* Record set *
═══

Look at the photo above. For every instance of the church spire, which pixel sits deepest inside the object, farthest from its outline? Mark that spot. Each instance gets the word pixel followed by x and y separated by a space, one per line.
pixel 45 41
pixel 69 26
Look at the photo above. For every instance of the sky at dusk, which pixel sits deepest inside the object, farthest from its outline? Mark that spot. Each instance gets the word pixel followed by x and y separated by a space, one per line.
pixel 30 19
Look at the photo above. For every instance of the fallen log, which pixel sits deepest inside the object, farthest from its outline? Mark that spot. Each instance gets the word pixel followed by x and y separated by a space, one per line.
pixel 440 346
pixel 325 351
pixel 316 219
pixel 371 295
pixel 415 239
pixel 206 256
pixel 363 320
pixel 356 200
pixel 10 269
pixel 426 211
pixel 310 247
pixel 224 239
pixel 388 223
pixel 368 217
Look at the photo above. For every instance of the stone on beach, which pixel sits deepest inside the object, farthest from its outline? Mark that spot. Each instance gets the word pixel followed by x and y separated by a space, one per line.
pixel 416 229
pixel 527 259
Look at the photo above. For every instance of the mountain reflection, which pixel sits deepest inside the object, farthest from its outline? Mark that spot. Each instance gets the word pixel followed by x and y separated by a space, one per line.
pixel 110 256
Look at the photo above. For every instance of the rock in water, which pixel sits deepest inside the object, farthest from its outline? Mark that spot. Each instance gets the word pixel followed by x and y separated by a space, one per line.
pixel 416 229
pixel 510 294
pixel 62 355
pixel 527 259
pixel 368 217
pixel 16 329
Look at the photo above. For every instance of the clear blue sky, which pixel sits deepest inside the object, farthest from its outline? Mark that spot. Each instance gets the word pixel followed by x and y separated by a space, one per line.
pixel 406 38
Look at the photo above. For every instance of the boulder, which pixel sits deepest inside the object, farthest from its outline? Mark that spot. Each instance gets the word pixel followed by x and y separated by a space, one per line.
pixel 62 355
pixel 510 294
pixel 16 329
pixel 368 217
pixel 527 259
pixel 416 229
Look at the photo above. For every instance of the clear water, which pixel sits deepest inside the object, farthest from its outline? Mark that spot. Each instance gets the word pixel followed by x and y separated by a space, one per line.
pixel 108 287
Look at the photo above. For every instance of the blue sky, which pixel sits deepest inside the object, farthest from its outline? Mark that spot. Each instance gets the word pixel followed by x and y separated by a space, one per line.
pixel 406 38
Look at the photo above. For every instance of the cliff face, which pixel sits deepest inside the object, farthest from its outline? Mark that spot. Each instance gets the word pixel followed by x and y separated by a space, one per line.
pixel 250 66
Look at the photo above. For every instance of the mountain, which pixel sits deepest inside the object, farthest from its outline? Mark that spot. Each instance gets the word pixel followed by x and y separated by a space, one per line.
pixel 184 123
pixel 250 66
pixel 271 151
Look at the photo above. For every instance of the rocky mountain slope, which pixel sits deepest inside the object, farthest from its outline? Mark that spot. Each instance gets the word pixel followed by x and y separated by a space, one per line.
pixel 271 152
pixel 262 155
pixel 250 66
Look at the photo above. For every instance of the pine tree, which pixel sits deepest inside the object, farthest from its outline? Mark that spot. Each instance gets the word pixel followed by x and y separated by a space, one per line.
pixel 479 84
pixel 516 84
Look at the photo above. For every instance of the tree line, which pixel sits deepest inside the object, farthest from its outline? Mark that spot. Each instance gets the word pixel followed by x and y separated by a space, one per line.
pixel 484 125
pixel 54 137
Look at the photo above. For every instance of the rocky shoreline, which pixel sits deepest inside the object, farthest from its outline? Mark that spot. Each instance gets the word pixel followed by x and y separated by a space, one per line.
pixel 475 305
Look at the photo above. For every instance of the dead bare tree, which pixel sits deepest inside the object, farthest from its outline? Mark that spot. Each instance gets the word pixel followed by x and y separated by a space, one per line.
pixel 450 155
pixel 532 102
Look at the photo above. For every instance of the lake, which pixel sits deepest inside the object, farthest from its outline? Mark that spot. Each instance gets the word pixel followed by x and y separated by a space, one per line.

═══

* To be done *
Please write out all of the rows above again, each one word for word.

* Written solution *
Look at the photo above. For every instance of the church spire, which pixel sits deepest inside the object, farthest from its outline? Mark that spot. Each instance gets the word pixel followed by x and y separated by a space, one per line.
pixel 45 41
pixel 69 26
Look at the photo above. For every instance of the sky at dusk, which pixel sits deepest inside the object, farthest from its outline? Mark that spot. Each instance gets the word pixel followed by x and y separated by a space, one per line.
pixel 30 19
Look at the photo above. For every instance of the fallen log, which pixel sits deepest inside the object, farthest from its outline? Mark that spot. Each instance gets the word pixel followed by x and y separated by a space, one per line.
pixel 440 346
pixel 325 351
pixel 316 219
pixel 371 295
pixel 415 239
pixel 206 256
pixel 363 320
pixel 356 200
pixel 10 269
pixel 426 211
pixel 310 247
pixel 224 239
pixel 388 223
pixel 368 217
Look at the photo above. For every instance of the stone on beach, which pixel sits deepest inside the object, farthest from its outline? Mark that spot. Each instance gets the word pixel followed by x and y separated by a space, one per line.
pixel 416 229
pixel 527 259
Look at the photo above. For every instance of the mountain reflection, which pixel sits deepest inside the object, farthest from its outline? Mark that spot. Each instance gets the word pixel followed by x and y separated by a space, one per line.
pixel 110 256
Look at the photo above. For every instance of the rock in water, which pixel sits deepest inside the object, farthest from its outline? Mark that spot. Each instance gets the word pixel followed by x and y separated by a space, one per line.
pixel 416 229
pixel 510 294
pixel 62 355
pixel 527 259
pixel 368 217
pixel 16 329
Look at the photo above. For every instance of the clear blue sky, which pixel sits deepest inside the object, farthest from its outline? Mark that spot. Each instance gets the word pixel followed by x and y separated by a space, one per line.
pixel 406 38
Look at the photo above. For every instance of the boulder, which pixel sits deepest inside the object, farthest from its outline? Mark that spot. Each instance gets the word pixel followed by x and y separated by a space, one per line.
pixel 62 355
pixel 510 294
pixel 16 329
pixel 368 217
pixel 527 259
pixel 416 229
Look at the photo above. For every instance of the clear water, which pixel sits deepest inside the object, farthest from its outline? Mark that spot. Each instance gets the word pixel followed by x and y separated by a space, one per line.
pixel 108 287
Look at the photo above. For every instance of the blue sky, which pixel sits deepest inside the object, farthest from its outline? Mark that spot. Each instance gets the word pixel followed by x and y separated by a space, one per line.
pixel 406 38
Look at the photo above. For every instance of the cliff face, which pixel sits deepest inside the object, farthest from its outline? Mark that spot. Each instance gets the word pixel followed by x and y separated by a space, one per line.
pixel 250 66
Look at the photo above. For every instance of the mountain, which pixel sits deepest inside the object, farthest from its outline? Mark that spot. Each instance gets the word pixel followed by x and y separated by a space, one per line.
pixel 184 123
pixel 250 66
pixel 271 151
Look at the photo above. For every instance of the rocky mountain slope, which pixel sits deepest inside the object, farthest from its outline? Mark that spot. Each instance gets the word pixel followed by x and y separated by a space, one per line.
pixel 271 152
pixel 262 155
pixel 250 66
Look at the photo above. For every instance of the pine tree, which pixel sits deepest inside the object, farthest from its outline? Mark that spot. Each instance gets the word pixel followed by x and y separated by a space, one per line.
pixel 479 84
pixel 516 84
Look at the photo above. For every instance of the tree line, which pixel sits deepest inside the object, farthest from its outline? Mark that spot. Each instance gets the word pixel followed by x and y separated by a space, one per line.
pixel 484 125
pixel 54 137
Look at the photo above. For every instance of the rocky shoreline, which pixel sits deepest inside the object, farthest from its outline? Mark that spot. Each instance gets the word pixel followed by x and y separated by a space, one per line.
pixel 475 305
Look at the photo above. For every instance of the dead bare tree, which pixel sits deepest inside the object, farthest from its outline? Mark that spot. Each instance gets the word pixel followed by x and y separated by a space, one per line.
pixel 450 155
pixel 532 102
Look at the photo above. For every instance of the lake, which pixel sits deepest inside the object, farthest from its outline? Mark that spot. Each instance gets the word pixel followed by x and y separated by a space, one per line.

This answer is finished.